Sri Lanka's progress remarkable after ending a bitter conflict- G.L. tells London audience
External Affairs Minister Prof. G.L. Peiris held a London audience enthralled with a short, crisp speech that encapsulated Sri Lanka's remarkable progress in less than four years after the defeat of LTTE terrorism in May 2009.
Prof Peiris was speaking at a reception held at the Sri Lanka High Commission to celebrate the country's 65th Independence Day and attended by members of the House of Lords and the Commons, ambassadors and high commissioners, officials of the Foreign and Commonwealth Office, heads of Commonwealth organizations and other NGOs, businessmen and investors.
The Minister stressed that no other country that has emerged from years of internecine strife and terrorism has achieved what Sri Lanka has done in such a short time. He urged his audience to keep this fact uppermost in mind when evaluating Sri Lanka's performance.
He said that the country faced tremendous multiple challenges. Among these challenges was to provide food, shelter and medicines for nearly 300,000 persons displaced from the conflict areas. There were thousands of ex-combatants who had to be rehabilitated and returned to society. There were child soldiers of the LTTE who had to be helped and returned to their families.
In addition there were hundreds of thousands of mines and other explosive devices that had to de-activated and removed so that displaced persons could return safely to their former homes and the land put to productive use.
Destroyed infrastructure had to be rebuilt and the government invested enormous funds to resuscitate the economy of the war- ravaged areas so that the people would have a means of livelihood for them and their families.

Activity list >>
1. According to the article on Sri Lanka's progress, what had to be provided for the nearly 300,000 persons displaced from the conflict areas? List every item it names.
2. Reproduce the part of the article on Sri Lanka's progress that opens with the words containing "He said that" and closes with "to their families.".
The material that comes next has nothing to do with this work.

Entries shown >>
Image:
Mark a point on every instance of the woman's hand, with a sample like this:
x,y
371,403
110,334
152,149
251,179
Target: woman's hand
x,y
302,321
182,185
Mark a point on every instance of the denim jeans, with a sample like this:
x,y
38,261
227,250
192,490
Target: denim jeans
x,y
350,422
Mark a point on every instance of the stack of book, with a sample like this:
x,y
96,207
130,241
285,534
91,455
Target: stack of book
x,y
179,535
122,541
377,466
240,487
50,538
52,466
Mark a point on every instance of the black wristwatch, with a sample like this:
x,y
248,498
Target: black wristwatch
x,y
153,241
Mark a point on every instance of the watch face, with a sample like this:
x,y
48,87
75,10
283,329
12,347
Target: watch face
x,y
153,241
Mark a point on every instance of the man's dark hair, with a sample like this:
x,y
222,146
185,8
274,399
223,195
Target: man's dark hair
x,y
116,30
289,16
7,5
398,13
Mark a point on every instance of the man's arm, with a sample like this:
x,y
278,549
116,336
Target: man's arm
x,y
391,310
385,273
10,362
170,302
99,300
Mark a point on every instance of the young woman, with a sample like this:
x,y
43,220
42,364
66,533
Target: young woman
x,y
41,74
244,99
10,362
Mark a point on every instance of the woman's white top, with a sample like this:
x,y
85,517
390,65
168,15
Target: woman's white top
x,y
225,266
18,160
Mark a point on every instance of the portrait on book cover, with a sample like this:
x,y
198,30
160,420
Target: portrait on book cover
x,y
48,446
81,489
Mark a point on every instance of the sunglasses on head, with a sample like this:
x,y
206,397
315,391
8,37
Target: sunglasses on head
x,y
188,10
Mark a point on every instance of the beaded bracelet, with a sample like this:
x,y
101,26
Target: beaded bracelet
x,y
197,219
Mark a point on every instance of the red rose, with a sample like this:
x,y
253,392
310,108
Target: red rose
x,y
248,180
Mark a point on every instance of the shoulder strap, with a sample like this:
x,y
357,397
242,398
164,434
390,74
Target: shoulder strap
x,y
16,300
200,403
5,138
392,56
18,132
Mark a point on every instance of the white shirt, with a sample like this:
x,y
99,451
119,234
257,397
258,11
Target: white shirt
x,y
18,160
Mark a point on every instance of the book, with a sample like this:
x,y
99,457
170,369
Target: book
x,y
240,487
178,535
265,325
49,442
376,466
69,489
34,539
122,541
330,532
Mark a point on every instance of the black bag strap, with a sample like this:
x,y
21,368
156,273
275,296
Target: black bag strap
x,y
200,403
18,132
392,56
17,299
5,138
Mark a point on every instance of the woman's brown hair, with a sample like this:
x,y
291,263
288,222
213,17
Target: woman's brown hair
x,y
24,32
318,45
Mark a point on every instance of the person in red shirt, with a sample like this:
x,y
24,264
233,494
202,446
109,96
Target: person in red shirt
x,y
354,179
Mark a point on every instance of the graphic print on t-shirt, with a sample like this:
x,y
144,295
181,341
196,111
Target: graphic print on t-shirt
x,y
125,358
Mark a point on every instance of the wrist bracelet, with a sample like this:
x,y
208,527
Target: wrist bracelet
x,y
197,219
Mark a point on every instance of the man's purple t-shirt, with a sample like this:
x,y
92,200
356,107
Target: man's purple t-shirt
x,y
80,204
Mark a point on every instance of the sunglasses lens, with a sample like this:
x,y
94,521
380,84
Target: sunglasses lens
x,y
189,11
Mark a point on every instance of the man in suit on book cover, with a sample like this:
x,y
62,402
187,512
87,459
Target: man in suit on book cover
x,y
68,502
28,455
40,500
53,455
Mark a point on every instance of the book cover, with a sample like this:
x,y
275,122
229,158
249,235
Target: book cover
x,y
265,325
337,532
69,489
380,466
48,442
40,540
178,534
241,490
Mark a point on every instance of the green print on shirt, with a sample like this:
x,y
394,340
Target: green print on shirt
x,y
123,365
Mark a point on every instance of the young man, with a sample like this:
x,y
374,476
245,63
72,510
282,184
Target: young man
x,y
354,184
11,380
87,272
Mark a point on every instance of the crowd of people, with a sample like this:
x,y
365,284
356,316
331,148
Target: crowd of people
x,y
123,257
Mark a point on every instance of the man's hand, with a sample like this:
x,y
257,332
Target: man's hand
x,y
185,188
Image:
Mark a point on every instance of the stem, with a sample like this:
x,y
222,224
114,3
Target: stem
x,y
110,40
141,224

Results of the tasks >>
1. Food, shelter, medicines

2.
He said that the country faced tremendous multiple challenges. Among these challenges was to provide food, shelter and medicines for nearly 300,000 persons displaced from the conflict areas. There were thousands of ex-combatants who had to be rehabilitated and returned to society. There were child soldiers of the LTTE who had to be helped and returned to their families.